- Records to process:
BEGIN

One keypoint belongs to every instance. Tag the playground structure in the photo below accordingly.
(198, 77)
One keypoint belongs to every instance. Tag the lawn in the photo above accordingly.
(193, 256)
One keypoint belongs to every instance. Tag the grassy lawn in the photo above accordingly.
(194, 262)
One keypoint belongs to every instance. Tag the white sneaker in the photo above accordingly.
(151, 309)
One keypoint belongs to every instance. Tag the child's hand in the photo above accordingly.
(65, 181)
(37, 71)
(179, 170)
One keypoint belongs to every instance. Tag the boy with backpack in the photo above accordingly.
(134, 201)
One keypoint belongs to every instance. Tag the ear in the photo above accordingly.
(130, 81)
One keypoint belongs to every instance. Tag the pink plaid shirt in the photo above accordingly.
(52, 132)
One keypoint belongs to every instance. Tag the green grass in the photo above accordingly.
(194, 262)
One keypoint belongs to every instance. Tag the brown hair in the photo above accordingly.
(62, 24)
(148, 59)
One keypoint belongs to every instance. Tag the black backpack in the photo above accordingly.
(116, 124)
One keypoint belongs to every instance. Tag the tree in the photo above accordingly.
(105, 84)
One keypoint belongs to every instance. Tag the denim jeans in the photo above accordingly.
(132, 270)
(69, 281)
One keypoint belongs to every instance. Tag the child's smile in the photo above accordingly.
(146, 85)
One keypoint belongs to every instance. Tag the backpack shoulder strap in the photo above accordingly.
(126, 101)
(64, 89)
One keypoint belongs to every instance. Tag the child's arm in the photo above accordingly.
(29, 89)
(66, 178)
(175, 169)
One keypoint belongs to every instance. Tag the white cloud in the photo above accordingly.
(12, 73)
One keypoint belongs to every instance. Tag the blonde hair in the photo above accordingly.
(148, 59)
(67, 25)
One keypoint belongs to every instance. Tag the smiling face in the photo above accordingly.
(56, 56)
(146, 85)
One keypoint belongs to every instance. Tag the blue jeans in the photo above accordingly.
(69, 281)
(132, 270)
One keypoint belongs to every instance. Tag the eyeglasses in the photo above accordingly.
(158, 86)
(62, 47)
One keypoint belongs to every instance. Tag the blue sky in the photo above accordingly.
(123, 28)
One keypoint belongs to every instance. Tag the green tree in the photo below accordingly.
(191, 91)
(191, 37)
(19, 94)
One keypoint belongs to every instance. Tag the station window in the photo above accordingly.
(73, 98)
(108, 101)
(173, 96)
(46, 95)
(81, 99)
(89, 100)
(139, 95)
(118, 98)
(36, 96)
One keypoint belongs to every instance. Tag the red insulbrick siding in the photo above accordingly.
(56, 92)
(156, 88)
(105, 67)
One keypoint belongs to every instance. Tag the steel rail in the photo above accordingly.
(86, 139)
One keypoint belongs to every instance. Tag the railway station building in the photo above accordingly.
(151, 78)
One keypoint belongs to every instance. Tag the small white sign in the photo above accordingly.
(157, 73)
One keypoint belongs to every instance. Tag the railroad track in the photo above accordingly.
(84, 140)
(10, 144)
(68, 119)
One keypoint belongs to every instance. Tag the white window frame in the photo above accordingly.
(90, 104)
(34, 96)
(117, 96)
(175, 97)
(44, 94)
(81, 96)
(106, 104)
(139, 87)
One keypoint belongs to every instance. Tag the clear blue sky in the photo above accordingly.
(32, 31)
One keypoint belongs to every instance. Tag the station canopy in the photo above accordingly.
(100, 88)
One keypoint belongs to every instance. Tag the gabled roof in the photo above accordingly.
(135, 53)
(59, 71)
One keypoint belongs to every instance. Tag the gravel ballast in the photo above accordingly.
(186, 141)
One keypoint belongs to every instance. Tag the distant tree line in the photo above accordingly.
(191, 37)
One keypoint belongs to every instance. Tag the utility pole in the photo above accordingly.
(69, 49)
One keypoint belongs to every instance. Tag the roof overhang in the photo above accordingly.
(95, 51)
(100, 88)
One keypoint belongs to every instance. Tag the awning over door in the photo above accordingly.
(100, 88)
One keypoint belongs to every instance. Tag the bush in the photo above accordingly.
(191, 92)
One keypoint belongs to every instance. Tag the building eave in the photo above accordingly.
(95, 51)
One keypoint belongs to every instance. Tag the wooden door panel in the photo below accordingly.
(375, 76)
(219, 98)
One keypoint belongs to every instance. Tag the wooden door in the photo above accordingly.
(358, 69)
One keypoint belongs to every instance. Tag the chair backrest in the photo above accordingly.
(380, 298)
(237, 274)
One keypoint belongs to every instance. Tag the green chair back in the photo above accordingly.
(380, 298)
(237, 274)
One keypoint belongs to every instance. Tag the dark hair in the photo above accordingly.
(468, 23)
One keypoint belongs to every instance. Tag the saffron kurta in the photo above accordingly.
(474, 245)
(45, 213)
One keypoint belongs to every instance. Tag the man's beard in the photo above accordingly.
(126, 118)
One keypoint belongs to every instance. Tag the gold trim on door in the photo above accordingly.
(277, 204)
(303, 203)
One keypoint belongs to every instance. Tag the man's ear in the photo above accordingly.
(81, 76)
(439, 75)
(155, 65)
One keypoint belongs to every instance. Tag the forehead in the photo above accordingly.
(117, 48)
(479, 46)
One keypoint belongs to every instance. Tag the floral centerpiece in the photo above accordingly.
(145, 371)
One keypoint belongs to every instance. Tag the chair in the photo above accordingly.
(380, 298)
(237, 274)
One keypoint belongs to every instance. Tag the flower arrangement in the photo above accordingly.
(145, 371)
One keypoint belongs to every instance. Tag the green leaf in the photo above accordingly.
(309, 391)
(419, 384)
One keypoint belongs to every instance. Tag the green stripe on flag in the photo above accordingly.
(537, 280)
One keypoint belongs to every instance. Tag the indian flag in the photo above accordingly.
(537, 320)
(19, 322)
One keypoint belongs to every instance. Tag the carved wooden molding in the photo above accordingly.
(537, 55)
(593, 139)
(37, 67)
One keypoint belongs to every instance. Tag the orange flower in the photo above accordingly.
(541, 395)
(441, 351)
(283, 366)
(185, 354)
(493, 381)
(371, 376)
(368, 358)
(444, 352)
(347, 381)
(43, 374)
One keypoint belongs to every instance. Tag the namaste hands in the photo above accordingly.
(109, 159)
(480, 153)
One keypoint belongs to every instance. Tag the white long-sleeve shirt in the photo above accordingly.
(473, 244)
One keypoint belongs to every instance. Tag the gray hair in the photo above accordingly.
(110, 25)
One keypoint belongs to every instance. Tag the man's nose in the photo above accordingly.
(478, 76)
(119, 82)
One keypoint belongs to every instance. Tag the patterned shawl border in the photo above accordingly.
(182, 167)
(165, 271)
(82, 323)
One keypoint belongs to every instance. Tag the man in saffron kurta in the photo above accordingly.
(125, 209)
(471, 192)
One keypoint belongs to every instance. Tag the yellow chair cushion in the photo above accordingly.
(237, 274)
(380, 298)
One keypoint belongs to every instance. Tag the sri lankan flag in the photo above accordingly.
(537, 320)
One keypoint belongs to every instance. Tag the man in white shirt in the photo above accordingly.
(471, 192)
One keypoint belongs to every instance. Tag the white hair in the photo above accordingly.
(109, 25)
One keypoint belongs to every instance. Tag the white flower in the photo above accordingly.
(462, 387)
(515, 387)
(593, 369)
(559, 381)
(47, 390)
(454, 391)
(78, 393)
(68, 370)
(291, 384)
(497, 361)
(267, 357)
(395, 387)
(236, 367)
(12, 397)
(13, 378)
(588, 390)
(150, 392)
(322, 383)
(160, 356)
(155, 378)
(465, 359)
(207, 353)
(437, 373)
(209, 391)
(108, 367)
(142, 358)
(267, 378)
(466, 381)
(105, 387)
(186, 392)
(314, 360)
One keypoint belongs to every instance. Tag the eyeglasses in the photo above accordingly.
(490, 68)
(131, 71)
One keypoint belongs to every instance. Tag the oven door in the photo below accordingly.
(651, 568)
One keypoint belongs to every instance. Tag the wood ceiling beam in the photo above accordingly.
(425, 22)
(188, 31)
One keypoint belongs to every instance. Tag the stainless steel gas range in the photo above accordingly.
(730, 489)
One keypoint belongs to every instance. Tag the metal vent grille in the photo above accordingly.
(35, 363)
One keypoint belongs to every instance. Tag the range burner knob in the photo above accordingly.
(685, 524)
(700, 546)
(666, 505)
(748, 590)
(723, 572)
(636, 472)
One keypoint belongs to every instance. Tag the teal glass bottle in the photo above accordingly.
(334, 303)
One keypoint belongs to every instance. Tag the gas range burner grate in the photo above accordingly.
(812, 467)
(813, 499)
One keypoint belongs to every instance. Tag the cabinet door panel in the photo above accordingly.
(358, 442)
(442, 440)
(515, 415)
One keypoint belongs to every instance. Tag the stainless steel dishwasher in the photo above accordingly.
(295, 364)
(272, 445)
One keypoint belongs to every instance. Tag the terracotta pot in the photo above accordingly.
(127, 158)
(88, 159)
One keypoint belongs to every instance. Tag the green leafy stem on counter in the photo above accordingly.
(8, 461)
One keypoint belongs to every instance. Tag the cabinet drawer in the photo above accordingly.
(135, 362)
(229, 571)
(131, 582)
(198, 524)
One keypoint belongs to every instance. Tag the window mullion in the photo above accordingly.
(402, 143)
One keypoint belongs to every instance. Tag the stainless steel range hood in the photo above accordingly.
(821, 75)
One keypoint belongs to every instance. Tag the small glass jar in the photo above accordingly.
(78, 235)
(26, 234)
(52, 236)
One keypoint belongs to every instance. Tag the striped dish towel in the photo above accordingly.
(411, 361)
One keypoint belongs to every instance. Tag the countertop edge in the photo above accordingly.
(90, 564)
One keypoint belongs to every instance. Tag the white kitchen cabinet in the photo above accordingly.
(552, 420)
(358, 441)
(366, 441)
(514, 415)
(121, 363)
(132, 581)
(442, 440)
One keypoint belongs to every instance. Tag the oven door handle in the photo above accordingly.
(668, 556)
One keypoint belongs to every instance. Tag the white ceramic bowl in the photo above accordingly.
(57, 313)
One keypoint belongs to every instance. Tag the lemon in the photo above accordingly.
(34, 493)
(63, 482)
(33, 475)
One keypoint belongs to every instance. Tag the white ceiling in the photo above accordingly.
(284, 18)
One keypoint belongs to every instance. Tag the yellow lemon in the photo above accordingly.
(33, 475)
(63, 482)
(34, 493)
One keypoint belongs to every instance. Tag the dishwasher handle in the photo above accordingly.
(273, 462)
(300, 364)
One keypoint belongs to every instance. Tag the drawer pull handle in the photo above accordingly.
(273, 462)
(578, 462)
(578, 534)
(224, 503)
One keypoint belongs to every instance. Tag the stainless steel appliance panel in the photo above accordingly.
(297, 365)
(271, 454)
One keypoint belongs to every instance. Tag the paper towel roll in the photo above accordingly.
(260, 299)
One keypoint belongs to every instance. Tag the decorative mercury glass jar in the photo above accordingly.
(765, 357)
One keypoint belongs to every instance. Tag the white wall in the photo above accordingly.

END

- What you need to do: Output the line holding "One keypoint belongs to every instance. Tag the countertop", then every later line through the end of the records above, exactly as given and nothing else.

- Written answer:
One keypoint belongs to every instance. Tag the countertop edge in the photo above accordingly.
(90, 564)
One keypoint belongs to every instance. Tag the white kitchen cabinet in the photo above accordingly.
(552, 420)
(358, 441)
(366, 441)
(514, 415)
(121, 363)
(132, 581)
(442, 440)
One keypoint belongs to every instance. Tag the oven door handle in the photo above accordingly.
(668, 556)
One keypoint belongs to every instance. Tag the white ceramic bowl in the photo above accordingly.
(57, 313)
One keypoint belongs to every instance. Tag the lemon in the photo above accordingly.
(34, 493)
(63, 482)
(33, 475)
One keypoint belongs to every instance. Tag the white ceiling in the photo above accordingly.
(284, 18)
One keypoint belongs to every instance. Tag the yellow lemon in the photo above accordingly.
(33, 475)
(63, 482)
(34, 493)
One keypoint belongs to every instance. Tag the dishwasher handle in the photo above accordingly.
(273, 462)
(300, 364)
One keypoint belongs to every instance. Tag the drawer pull handle in the photo above accordingly.
(273, 462)
(578, 462)
(578, 534)
(224, 503)
One keypoint belongs to every instance. Tag the stainless steel appliance panel in the photo above accordingly.
(297, 365)
(271, 454)
One keypoint belongs to every instance. Tag the paper towel roll in the photo above accordingly.
(260, 299)
One keypoint belongs to every instance. Tag the decorative mercury glass jar in the photo above accordingly.
(765, 357)
One keypoint belongs to every instance. Tag the white wall in the photo above accordingly.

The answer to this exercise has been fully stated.